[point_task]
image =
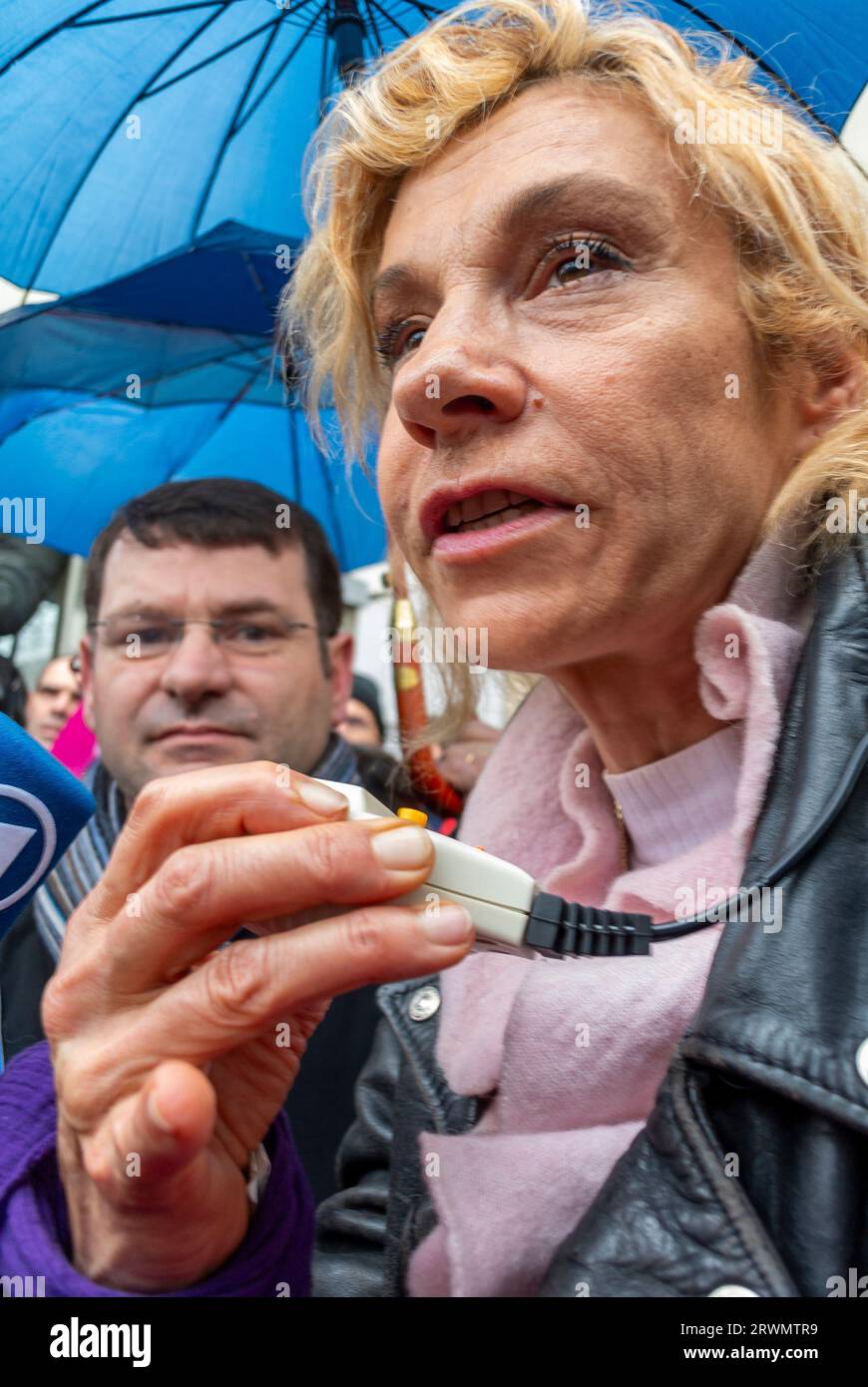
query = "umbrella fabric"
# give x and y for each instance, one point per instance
(168, 373)
(132, 127)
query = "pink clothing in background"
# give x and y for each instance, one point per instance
(75, 743)
(575, 1050)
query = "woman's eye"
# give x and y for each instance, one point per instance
(587, 258)
(394, 340)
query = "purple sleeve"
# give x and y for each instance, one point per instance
(34, 1225)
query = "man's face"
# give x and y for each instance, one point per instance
(53, 700)
(203, 703)
(587, 351)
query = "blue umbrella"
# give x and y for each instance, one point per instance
(168, 373)
(132, 127)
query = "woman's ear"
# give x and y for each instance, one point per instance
(828, 394)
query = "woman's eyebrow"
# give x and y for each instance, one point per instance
(591, 196)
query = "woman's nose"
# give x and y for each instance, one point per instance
(452, 388)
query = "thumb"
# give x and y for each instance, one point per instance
(161, 1132)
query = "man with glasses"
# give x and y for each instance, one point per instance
(213, 637)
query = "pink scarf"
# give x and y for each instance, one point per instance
(575, 1052)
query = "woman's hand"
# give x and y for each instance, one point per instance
(174, 1056)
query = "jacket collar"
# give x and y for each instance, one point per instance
(786, 1007)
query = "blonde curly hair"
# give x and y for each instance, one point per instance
(799, 214)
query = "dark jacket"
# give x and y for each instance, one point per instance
(320, 1105)
(770, 1071)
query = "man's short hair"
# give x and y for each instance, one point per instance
(222, 512)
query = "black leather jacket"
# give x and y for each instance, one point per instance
(770, 1071)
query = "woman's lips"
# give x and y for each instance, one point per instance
(469, 544)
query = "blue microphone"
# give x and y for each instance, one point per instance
(42, 809)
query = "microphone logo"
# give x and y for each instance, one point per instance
(28, 838)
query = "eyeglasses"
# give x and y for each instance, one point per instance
(148, 639)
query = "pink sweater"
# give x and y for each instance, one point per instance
(575, 1052)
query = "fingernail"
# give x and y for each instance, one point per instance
(319, 797)
(447, 924)
(402, 847)
(156, 1116)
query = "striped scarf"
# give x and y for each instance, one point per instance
(85, 860)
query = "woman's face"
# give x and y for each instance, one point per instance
(565, 326)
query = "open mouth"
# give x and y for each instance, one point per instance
(487, 511)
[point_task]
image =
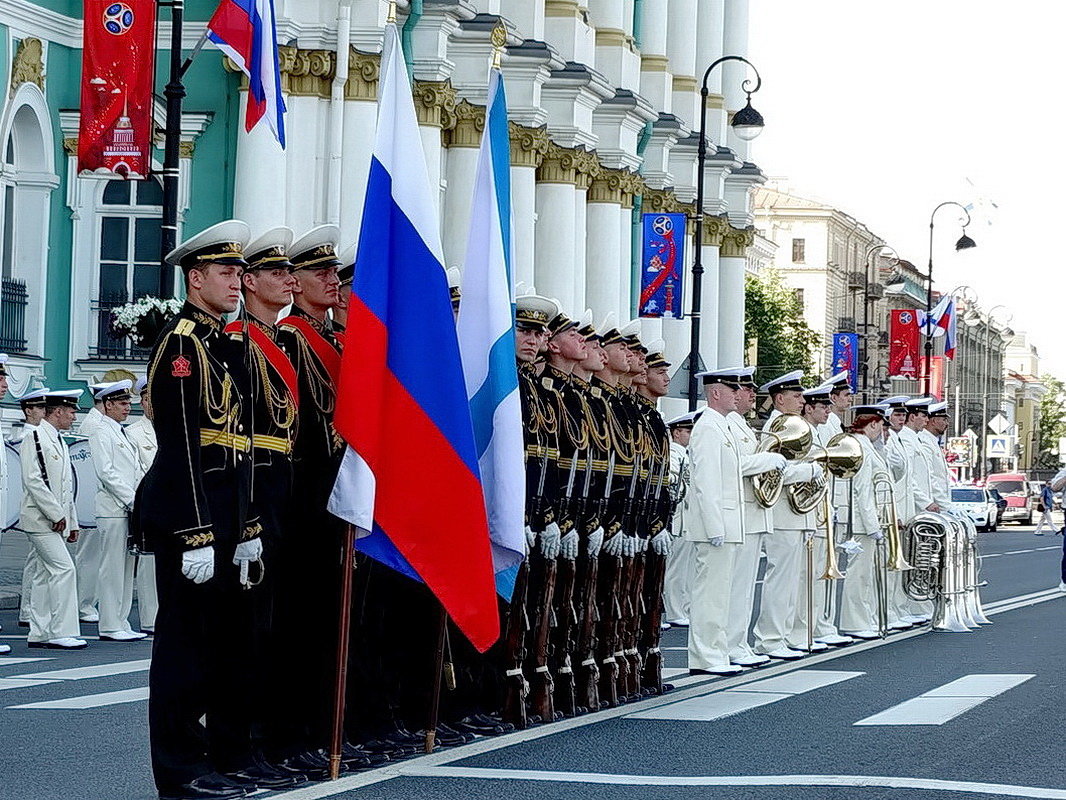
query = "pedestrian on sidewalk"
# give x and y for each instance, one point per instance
(1048, 504)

########

Instructions for the task: Leaving the pictures out, print every line of the listing exactly.

Task output:
[point_task]
image =
query = "umbrella fabric"
# give x and y for each instance, one point per instance
(168, 373)
(132, 127)
query = "pink clothing in background"
# give x and y for each instance, one point per instance
(75, 743)
(575, 1050)
query = "woman's eye"
# give x and y for each instance, one point per instance
(587, 258)
(394, 340)
query = "purple sleeve"
# give x and y for each instance, one point per instance
(34, 1225)
query = "man's face"
# give x and y for each instance, one point per instance
(53, 700)
(203, 703)
(587, 351)
query = "blue umbrella"
# give x and y for each instance, one point per instance
(168, 373)
(132, 127)
query = "woman's ear"
# give x and y for each instance, one point per instance
(828, 394)
query = "woman's eyebrow"
# give x and y for each instance, one point per instance
(591, 196)
query = "woman's nose"
# give x and y for each instance, one point per instance
(452, 388)
query = "thumb"
# give x and y for each instance, one point per instance
(161, 1132)
query = "man with glasses"
# give x and y for each instance, one point per instance
(213, 637)
query = "pink scarf"
# give x and y for each instance, one point per instance
(575, 1052)
query = "woman's hand"
# give x and y for each instance, one point per instance
(174, 1056)
query = "jacket collar"
# give x and y for each instance, one point per instance
(786, 1007)
query = "blonde curly hair"
# give x and y for each instance, one point per instance
(799, 214)
query = "dark jacket"
# give x and y for each instance, one point per instance
(320, 1105)
(770, 1071)
query = "man's short hair"
# give x and y for each instance, one point per instance
(222, 512)
query = "black leather jacket"
# give x and y for each instance, one point per instance
(770, 1071)
query = "woman's lips"
# give x and y for each instance, one point per instance
(469, 544)
query = "blue microphone"
# give x and y for each instance, one point per instance
(42, 809)
query = "microphone logo"
# give x and y for each instance, one point per instance
(28, 838)
query = "eyeglasses"
# give x and y for each instance, one point per instance
(148, 639)
query = "pink sweater"
# give x and y for each instance, one point per instance
(575, 1052)
query = "fingernail"
# give x and y for each instance, one point per instance
(319, 797)
(447, 924)
(402, 847)
(156, 1116)
query = "striped scarf"
# give x and y for each instance, one point per instance
(85, 860)
query = "woman's face"
# give x and y for each instance, one point per instance
(565, 326)
query = "open mouth"
# give x and y for each instance, one point per instance
(487, 511)
[point_task]
image =
query = "pedestrian on sidewalk"
# give x and y for each instance, one point per instance
(1048, 504)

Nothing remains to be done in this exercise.